▶ **ФРАГМЕНТ ТЕКСТА**:

######

Стоит критику уловить в произведении публицистический мотив, как анализ в этом месте иссякает, подменяясь готовым положением, выспренней аттестацией, которые чаще всего оказываются «ограниченно годными». Что способна сказать нам хотя бы характеристика первой главы «За далью – даль» как «превосходного очерка международного положения середины века»? Ясно, что это риторическая гипербола, комплиментарность которой, если учесть, что речь идет о лирической поэме, сомнительна…

Автор «Серьезной жизни» обладает точным и тонким художественным чутьем. Он умеет безошибочно определить специфику творческой манеры писателя, проникнуть в тайны поэтической гармонии произведения. Причем раздумья А. Макарова над проблемами поэтики, почти всегда исторически «прицельные», бывают по самому строгому счету глубоки и плодотворны. Можно упомянуть хотя бы его наблюдение над распространенной в литературе 20-х и 30-х годов сюжетной схемой неуклонного общественного возвышения героя «из низов». А. Макаров мастерски прослеживает, как в последующие десятилетия из этой схемы выветривается историческое содержание и как она постепенно становится достоянием дремучего эпигонства.

######

Продолжите приведенный выше отрывок о книге А. Макарова «Серьезная жизнь», начав сразу после его последнего предложения.

######

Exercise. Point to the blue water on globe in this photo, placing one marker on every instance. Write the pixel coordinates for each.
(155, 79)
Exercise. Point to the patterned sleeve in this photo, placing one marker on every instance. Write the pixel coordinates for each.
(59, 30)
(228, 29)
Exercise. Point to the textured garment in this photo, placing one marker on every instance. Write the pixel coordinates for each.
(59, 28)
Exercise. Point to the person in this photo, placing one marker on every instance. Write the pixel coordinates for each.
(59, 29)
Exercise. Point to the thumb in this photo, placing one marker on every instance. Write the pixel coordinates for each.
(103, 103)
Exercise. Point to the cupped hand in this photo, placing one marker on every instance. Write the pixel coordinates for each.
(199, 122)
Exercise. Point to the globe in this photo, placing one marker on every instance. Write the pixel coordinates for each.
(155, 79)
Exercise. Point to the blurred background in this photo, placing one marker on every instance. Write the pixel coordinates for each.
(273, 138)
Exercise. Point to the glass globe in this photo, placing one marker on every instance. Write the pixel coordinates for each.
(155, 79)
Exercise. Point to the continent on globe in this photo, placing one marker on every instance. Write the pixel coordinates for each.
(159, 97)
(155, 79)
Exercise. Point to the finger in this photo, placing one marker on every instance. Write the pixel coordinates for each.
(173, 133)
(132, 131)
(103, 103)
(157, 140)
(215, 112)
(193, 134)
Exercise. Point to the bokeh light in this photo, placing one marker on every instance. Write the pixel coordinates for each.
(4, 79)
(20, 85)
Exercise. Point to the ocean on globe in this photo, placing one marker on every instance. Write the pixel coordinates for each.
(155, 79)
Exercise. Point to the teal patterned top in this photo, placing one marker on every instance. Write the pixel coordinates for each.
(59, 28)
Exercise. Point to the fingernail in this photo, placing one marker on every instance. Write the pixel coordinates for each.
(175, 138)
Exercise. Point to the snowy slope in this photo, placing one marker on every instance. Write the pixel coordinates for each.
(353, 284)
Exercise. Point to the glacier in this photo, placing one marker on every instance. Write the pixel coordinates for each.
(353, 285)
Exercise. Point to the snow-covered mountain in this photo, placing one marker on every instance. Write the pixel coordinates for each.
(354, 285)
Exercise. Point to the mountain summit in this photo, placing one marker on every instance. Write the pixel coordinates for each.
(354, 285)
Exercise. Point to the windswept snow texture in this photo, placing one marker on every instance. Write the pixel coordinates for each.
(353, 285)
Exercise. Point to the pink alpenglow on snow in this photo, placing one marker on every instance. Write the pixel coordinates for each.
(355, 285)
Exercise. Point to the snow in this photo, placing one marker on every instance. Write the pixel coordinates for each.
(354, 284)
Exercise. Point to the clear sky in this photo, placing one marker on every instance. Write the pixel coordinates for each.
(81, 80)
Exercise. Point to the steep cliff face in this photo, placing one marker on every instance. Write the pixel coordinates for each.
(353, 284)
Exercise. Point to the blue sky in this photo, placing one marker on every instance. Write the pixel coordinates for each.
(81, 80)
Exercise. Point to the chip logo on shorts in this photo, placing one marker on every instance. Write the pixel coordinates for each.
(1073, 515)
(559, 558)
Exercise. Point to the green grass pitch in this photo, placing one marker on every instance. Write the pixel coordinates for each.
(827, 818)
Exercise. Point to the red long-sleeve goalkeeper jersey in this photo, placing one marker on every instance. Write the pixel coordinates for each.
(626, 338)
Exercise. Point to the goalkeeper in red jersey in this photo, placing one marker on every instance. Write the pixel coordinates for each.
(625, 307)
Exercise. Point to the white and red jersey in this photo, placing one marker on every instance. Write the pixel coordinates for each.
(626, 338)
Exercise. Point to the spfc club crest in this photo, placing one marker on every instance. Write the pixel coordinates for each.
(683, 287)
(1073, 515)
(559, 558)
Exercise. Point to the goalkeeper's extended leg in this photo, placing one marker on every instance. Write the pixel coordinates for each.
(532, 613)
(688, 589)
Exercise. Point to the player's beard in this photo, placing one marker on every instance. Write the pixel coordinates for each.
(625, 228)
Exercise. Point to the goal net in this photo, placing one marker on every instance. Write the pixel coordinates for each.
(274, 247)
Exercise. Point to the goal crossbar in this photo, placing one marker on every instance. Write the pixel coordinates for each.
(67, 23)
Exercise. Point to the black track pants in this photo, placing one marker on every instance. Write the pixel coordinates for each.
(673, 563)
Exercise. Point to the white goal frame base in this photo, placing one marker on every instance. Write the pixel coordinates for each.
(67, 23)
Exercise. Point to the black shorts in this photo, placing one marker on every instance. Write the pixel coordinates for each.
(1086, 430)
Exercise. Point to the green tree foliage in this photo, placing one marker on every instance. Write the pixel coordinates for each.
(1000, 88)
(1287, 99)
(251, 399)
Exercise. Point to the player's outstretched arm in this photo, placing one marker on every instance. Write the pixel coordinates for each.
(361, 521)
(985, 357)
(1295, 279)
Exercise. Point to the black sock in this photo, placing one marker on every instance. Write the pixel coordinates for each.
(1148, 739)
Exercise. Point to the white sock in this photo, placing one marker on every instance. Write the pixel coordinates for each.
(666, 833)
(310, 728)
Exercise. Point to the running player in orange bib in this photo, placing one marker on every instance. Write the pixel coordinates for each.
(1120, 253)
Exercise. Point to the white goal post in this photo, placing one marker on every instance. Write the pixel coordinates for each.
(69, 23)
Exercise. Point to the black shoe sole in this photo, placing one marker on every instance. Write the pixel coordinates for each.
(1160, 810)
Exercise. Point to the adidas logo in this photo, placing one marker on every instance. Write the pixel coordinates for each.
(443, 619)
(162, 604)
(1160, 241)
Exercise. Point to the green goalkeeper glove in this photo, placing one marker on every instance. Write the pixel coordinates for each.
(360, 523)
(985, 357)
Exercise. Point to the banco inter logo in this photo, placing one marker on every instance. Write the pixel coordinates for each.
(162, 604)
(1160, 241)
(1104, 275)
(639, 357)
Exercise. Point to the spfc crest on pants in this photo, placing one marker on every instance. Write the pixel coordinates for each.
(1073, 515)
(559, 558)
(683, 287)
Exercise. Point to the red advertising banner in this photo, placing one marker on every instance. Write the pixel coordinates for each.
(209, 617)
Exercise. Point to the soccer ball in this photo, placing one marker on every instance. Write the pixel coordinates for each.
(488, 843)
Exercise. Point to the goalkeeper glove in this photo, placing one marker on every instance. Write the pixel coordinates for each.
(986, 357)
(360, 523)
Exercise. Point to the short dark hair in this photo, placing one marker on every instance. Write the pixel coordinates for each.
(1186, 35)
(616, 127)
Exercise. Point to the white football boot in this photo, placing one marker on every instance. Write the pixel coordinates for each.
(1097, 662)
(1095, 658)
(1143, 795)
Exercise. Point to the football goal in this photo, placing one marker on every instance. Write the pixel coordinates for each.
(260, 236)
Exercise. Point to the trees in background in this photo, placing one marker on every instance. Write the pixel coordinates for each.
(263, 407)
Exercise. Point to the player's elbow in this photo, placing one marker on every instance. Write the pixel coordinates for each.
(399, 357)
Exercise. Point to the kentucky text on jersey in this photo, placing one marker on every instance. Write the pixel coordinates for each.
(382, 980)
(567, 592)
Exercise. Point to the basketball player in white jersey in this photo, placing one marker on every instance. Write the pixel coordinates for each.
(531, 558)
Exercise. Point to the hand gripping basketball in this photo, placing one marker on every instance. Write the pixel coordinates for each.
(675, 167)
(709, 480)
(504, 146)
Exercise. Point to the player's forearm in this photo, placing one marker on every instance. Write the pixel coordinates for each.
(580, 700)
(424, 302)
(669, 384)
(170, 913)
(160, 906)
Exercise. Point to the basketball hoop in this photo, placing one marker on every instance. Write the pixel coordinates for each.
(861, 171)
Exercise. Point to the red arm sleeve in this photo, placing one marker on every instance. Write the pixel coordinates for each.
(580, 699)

######

▶ **ПРАВИЛЬНЫЙ ОТВЕТ**:
Естественно, что эстетическая чуткость критика должна как-то противодействовать его склонности к завышению интеллектуальных ценностей. Так оно чаще всего и происходит. Нередко приписывая обычной иллюстративности те или иные идейные достоинства (например, при разборе «Поддубенских частушек» С. Антонова и некоторых стихотворений о Великой Отечественной войне), автор сборника гораздо реже преувеличивает ее литературное значение. Когда же сдерживающая сила эстетических критериев оказывается недостаточной и критик впадает, так сказать, в общее преувеличение, то в его тоне (и это добрый симптом) начинает звучать неуверенность и даже раздражение.

Наблюдать такое приходится, например, в статье о Я. Смелякове, видном советском поэте, у которого, однако, есть стихи более и менее удачные. Озадачив нас категорическим заявлением, что «стихам Ярослава Смелякова присуще… совершенство формы», А. Макаров обнаруживает некоторое беспокойство и тут же высказывает предположение, что с его мнением могут не согласиться, а несколько ниже начинает без видимых причин отчитывать неизвестных нам «мягкосердечных людей», которым «вряд ли придутся по душе»»жесткость, крутая прямота, категоричность» поэта.

Еще более разительный «инцидент» в статье «Немеркнущие образы». Выписав понравившееся ему по замыслу, но слабое по исполнению стихотворение А. Николаева и непременно желая его «защитить», критик вновь делает «предупреждающий» выпад против своих возможных оппонентов. Он пишет: «Людям, ищущим в поэзии только оригинальности, такое стихотворение покажется простоватым, зато смысл его понятен любому человеку».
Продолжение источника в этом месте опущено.